» A run of records
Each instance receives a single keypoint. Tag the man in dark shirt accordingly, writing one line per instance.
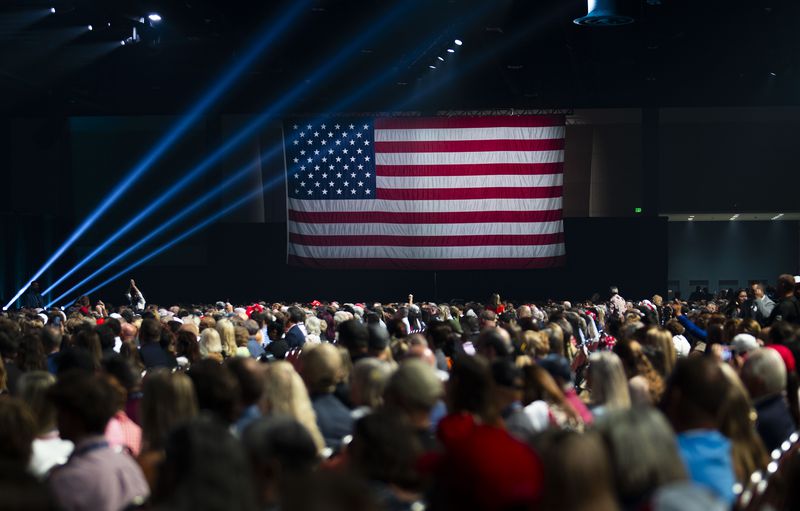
(788, 306)
(151, 352)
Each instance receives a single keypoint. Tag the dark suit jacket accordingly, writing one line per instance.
(295, 337)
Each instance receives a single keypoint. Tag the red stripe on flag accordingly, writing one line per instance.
(385, 217)
(428, 264)
(534, 192)
(470, 146)
(428, 241)
(498, 121)
(494, 169)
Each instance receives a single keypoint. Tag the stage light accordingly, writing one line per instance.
(270, 33)
(219, 214)
(250, 129)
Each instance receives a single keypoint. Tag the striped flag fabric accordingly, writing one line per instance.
(441, 193)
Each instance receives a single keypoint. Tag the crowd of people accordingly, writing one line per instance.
(603, 405)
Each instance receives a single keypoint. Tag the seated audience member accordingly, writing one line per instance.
(283, 458)
(321, 371)
(385, 452)
(295, 336)
(169, 400)
(49, 449)
(764, 376)
(210, 345)
(96, 476)
(187, 481)
(251, 385)
(736, 423)
(693, 403)
(578, 474)
(152, 353)
(367, 383)
(414, 391)
(607, 383)
(507, 395)
(285, 394)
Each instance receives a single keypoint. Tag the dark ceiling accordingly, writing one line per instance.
(516, 54)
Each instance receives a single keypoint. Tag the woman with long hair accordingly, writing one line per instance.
(286, 394)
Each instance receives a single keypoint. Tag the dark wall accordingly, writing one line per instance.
(735, 252)
(599, 254)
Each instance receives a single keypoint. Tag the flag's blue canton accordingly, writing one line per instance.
(331, 159)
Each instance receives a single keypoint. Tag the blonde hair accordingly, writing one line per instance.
(227, 334)
(286, 394)
(609, 385)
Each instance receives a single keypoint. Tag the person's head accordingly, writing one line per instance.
(494, 343)
(217, 390)
(607, 381)
(210, 343)
(692, 398)
(150, 331)
(188, 479)
(286, 394)
(282, 457)
(764, 373)
(414, 389)
(84, 402)
(469, 388)
(660, 339)
(785, 286)
(321, 368)
(227, 335)
(296, 315)
(169, 400)
(17, 431)
(32, 389)
(250, 377)
(643, 452)
(367, 382)
(385, 449)
(578, 473)
(354, 336)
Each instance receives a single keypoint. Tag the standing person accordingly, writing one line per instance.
(762, 304)
(788, 306)
(135, 297)
(33, 299)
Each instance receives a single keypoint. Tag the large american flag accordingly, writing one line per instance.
(426, 193)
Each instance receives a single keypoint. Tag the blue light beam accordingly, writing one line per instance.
(219, 214)
(251, 128)
(272, 32)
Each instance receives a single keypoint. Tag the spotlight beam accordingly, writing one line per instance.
(341, 105)
(272, 32)
(251, 128)
(219, 214)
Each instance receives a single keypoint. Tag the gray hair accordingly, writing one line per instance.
(767, 365)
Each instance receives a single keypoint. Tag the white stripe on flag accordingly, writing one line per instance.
(384, 229)
(420, 206)
(393, 252)
(477, 158)
(450, 134)
(512, 181)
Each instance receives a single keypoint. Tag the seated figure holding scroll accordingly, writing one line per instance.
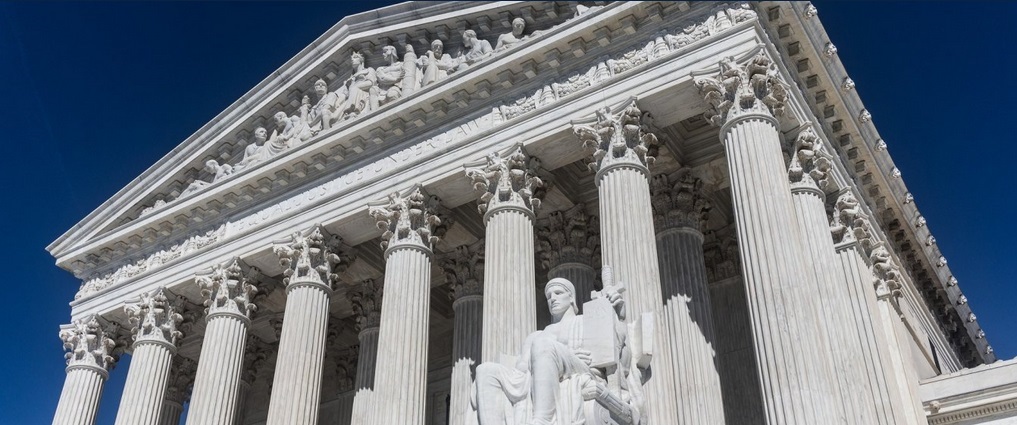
(578, 358)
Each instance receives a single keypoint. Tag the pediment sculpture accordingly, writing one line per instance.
(582, 369)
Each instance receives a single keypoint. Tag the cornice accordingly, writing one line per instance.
(799, 37)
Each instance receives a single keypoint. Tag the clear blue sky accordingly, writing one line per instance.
(92, 95)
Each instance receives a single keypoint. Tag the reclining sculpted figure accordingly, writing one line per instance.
(582, 369)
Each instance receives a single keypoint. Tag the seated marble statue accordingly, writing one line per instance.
(506, 41)
(476, 49)
(358, 88)
(435, 63)
(390, 77)
(557, 373)
(295, 131)
(326, 110)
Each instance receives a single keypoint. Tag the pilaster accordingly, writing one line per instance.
(511, 195)
(155, 319)
(310, 259)
(90, 358)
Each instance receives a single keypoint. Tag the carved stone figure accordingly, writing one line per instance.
(359, 87)
(326, 110)
(557, 370)
(436, 64)
(476, 49)
(506, 41)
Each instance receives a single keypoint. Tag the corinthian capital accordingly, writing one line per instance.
(810, 163)
(464, 268)
(569, 236)
(410, 219)
(366, 301)
(230, 289)
(738, 89)
(310, 258)
(507, 179)
(155, 318)
(90, 344)
(618, 137)
(678, 202)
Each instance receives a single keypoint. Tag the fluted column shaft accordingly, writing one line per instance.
(883, 377)
(401, 383)
(145, 387)
(582, 276)
(79, 398)
(367, 358)
(509, 282)
(171, 413)
(296, 390)
(788, 353)
(691, 331)
(214, 400)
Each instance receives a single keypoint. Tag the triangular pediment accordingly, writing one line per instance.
(215, 155)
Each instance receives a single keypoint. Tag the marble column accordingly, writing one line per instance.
(309, 261)
(401, 382)
(678, 210)
(511, 197)
(464, 269)
(229, 292)
(178, 389)
(569, 244)
(156, 336)
(789, 350)
(90, 345)
(622, 150)
(887, 388)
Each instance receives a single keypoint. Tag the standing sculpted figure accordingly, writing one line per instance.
(556, 373)
(476, 49)
(326, 110)
(436, 64)
(359, 87)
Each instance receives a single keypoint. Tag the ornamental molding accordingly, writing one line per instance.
(663, 46)
(155, 317)
(677, 201)
(507, 179)
(311, 257)
(464, 270)
(230, 289)
(570, 236)
(90, 342)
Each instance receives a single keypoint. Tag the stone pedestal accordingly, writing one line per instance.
(621, 153)
(218, 380)
(401, 383)
(88, 361)
(156, 336)
(678, 209)
(789, 355)
(511, 197)
(296, 392)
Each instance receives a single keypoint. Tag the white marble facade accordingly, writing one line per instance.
(537, 213)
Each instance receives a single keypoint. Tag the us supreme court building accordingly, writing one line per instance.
(532, 213)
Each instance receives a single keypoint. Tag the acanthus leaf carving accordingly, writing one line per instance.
(678, 204)
(810, 162)
(155, 318)
(464, 269)
(569, 236)
(230, 289)
(408, 219)
(509, 179)
(310, 258)
(739, 89)
(621, 137)
(90, 343)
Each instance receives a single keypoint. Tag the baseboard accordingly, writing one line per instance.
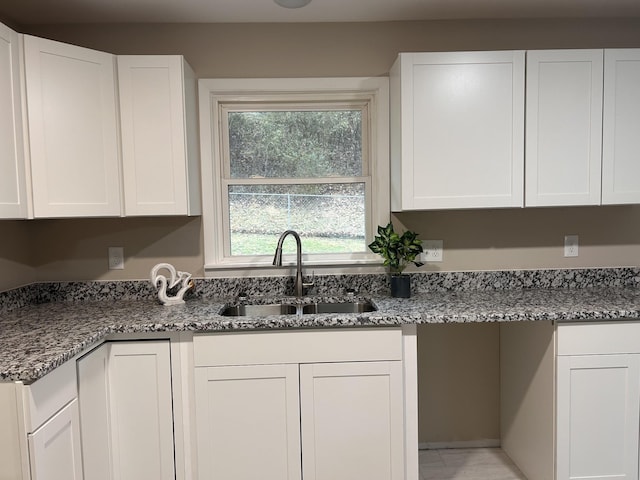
(484, 443)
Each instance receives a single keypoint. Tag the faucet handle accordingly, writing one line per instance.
(309, 284)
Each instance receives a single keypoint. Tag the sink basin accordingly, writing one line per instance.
(343, 307)
(252, 310)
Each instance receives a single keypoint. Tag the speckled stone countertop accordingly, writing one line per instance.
(36, 338)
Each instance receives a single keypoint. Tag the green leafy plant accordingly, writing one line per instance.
(398, 251)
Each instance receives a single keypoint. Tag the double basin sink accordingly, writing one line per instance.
(255, 310)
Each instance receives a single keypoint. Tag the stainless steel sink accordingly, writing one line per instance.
(252, 310)
(343, 307)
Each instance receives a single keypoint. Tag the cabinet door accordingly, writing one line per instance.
(598, 403)
(126, 411)
(158, 150)
(71, 104)
(248, 422)
(54, 448)
(459, 136)
(13, 196)
(93, 398)
(352, 421)
(564, 127)
(621, 125)
(141, 410)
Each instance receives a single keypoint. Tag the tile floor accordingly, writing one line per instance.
(467, 464)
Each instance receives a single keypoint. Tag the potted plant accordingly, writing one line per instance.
(398, 251)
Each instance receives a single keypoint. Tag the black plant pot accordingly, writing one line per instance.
(401, 286)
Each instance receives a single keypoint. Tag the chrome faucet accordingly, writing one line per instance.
(299, 284)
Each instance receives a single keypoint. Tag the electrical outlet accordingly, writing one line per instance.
(432, 250)
(571, 246)
(116, 258)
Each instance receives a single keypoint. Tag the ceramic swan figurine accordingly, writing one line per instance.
(162, 284)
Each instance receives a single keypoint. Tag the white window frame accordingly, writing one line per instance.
(215, 93)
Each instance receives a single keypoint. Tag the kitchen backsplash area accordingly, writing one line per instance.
(38, 293)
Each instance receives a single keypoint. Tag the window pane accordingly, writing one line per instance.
(330, 218)
(304, 144)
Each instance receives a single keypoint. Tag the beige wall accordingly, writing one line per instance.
(473, 240)
(458, 364)
(459, 383)
(16, 245)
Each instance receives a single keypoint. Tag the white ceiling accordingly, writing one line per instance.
(24, 12)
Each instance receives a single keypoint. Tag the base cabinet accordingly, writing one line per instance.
(54, 448)
(126, 411)
(248, 420)
(324, 419)
(352, 420)
(40, 428)
(598, 400)
(598, 407)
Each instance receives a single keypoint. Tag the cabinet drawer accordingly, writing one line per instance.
(297, 346)
(44, 397)
(609, 337)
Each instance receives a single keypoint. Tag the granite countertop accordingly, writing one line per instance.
(38, 338)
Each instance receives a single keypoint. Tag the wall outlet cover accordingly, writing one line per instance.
(116, 258)
(433, 250)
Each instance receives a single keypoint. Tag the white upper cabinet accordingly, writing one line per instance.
(564, 127)
(621, 131)
(457, 130)
(159, 135)
(73, 130)
(13, 191)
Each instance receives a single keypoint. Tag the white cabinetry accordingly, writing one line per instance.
(598, 400)
(564, 127)
(352, 420)
(40, 434)
(621, 124)
(159, 140)
(73, 130)
(13, 190)
(126, 411)
(248, 421)
(457, 130)
(54, 448)
(255, 393)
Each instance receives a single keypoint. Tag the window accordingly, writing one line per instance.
(309, 155)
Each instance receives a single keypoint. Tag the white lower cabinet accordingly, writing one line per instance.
(598, 403)
(54, 448)
(248, 420)
(40, 429)
(311, 417)
(352, 421)
(598, 400)
(126, 411)
(570, 399)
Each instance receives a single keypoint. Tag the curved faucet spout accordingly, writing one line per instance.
(277, 260)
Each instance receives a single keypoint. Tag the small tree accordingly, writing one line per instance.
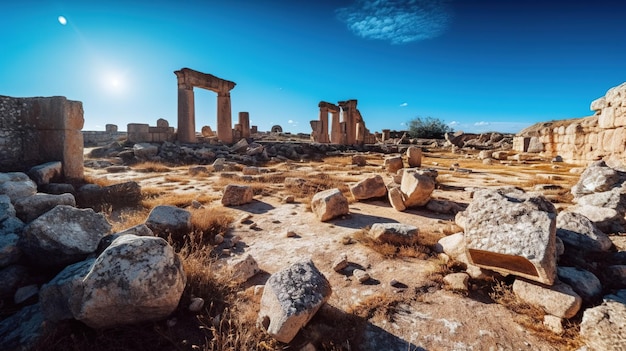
(428, 128)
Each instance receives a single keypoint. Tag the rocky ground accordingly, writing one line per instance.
(278, 232)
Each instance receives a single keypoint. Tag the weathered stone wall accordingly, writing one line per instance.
(41, 129)
(582, 140)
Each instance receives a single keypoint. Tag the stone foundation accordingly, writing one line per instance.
(39, 130)
(582, 140)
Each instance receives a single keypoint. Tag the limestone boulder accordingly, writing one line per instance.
(394, 233)
(291, 298)
(583, 282)
(168, 220)
(9, 251)
(145, 151)
(46, 173)
(16, 185)
(236, 195)
(559, 300)
(29, 208)
(576, 230)
(393, 164)
(396, 199)
(329, 204)
(414, 156)
(417, 188)
(62, 236)
(512, 232)
(603, 327)
(135, 279)
(368, 188)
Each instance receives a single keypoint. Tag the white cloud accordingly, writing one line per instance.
(398, 21)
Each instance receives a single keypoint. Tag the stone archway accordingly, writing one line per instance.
(187, 80)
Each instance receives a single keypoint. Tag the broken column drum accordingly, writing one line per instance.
(187, 80)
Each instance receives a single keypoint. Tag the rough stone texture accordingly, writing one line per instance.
(512, 232)
(329, 204)
(393, 164)
(16, 185)
(23, 330)
(416, 188)
(11, 277)
(414, 156)
(30, 207)
(244, 268)
(42, 129)
(578, 231)
(291, 298)
(59, 295)
(46, 173)
(145, 151)
(604, 327)
(584, 283)
(558, 300)
(9, 251)
(62, 236)
(236, 195)
(394, 233)
(396, 199)
(135, 279)
(583, 140)
(167, 220)
(368, 188)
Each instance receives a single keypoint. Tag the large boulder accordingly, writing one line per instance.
(414, 156)
(29, 208)
(602, 327)
(329, 204)
(394, 233)
(46, 173)
(578, 231)
(291, 298)
(584, 283)
(168, 220)
(368, 188)
(417, 186)
(236, 195)
(136, 279)
(512, 232)
(16, 185)
(62, 236)
(559, 300)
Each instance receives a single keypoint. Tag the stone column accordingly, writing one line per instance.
(323, 126)
(186, 115)
(335, 134)
(224, 118)
(244, 121)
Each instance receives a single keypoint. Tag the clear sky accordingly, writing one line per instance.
(478, 65)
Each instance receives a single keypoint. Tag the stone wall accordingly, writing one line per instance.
(39, 130)
(582, 140)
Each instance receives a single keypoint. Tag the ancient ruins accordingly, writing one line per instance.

» Objective
All lines from the line containing "Each instance receives a single keypoint. Tag the large boulder" through the end of the listing above are to be duplicated exactly; include both ends and nothing further.

» Answer for this exercise
Each instance receives a single keypoint. Tag the large boulder accordingly, writing one line per instance.
(414, 156)
(29, 208)
(602, 327)
(329, 204)
(394, 233)
(46, 173)
(578, 231)
(291, 298)
(584, 283)
(168, 220)
(368, 188)
(417, 186)
(236, 195)
(136, 279)
(512, 232)
(16, 185)
(62, 236)
(559, 300)
Each instance receives a single keypoint. Tag the stone column accordingly, writing one line per instance.
(323, 126)
(186, 115)
(335, 134)
(224, 118)
(244, 121)
Each instance receives a single keypoint. Tag the clear sky accordingly, writing one line per instance.
(478, 65)
Each instance receives a single keypoint. Tag the stone wall accordingly, writing one line per instance.
(39, 130)
(582, 140)
Each instance receives a single keypoint. Tag the ancient ruins accordingly, writing one line per instance.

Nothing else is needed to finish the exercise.